## Set problem
Exactly as written, transcribe the lines that run from the one containing "One marker for each instance of the plastic bucket." to the end of the records below.
···
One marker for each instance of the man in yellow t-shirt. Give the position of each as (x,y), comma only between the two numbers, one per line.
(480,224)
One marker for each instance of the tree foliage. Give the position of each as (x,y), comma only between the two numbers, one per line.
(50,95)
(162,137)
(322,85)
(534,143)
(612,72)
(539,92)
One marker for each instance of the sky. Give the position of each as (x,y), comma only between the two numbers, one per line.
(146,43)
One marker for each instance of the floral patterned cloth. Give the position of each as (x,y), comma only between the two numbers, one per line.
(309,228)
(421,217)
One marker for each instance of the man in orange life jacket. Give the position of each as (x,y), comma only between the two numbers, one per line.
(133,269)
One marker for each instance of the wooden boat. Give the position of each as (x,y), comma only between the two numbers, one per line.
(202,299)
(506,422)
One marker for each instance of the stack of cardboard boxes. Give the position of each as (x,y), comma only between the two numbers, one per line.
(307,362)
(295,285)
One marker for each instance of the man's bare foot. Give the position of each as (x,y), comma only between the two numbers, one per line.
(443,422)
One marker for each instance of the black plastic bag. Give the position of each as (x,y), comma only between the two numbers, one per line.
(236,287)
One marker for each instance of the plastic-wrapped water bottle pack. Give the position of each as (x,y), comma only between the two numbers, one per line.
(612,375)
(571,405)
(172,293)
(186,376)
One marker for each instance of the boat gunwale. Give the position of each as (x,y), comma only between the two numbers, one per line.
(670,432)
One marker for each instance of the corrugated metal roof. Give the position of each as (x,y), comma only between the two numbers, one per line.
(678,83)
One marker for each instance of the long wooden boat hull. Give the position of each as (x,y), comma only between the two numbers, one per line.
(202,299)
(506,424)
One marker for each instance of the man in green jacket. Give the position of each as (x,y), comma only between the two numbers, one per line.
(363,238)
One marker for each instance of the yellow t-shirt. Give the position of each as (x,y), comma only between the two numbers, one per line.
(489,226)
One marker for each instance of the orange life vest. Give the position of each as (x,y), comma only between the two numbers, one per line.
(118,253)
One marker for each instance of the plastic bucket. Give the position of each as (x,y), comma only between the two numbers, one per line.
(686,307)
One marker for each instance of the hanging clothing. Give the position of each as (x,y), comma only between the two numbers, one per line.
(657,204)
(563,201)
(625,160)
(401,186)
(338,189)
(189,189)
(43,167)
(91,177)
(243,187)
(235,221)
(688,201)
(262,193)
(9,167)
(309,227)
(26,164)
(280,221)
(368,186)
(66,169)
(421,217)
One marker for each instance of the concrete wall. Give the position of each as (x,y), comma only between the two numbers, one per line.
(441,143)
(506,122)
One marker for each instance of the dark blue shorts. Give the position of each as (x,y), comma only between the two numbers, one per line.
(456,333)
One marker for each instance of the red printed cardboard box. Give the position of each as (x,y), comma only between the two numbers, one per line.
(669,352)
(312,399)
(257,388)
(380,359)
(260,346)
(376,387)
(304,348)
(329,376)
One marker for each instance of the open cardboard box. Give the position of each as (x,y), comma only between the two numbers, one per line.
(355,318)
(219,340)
···
## Answer to the task
One marker for each instance of the plastic bucket. Give the position of each as (x,y), comma only between the two numbers, one per line.
(686,307)
One marker for each instance of the hanging clothing. Give the position of each as (x,y), comma only between the two numbers, one per line.
(657,204)
(563,201)
(625,160)
(401,186)
(338,189)
(189,189)
(43,167)
(91,177)
(243,187)
(235,221)
(688,201)
(262,193)
(9,167)
(309,227)
(26,164)
(280,221)
(368,186)
(66,169)
(421,217)
One marker for each instance of the concrete wall. Give the position of each as (x,y), comma only between the two numbers, one per line.
(441,143)
(506,122)
One marker for each instance of the dark blue shorts. Give the position of each as (x,y), comma only between the two numbers, one per line.
(456,333)
One marker for each instance of the red printed cardboard box. Give the position of each as (x,y), comma only between the two numbers, one per line.
(669,352)
(312,399)
(257,388)
(380,359)
(260,346)
(376,387)
(304,348)
(329,376)
One marker for each instance of the open cardboard box. Give the position of each as (x,y), comma only between the two numbers, one per line.
(355,318)
(219,340)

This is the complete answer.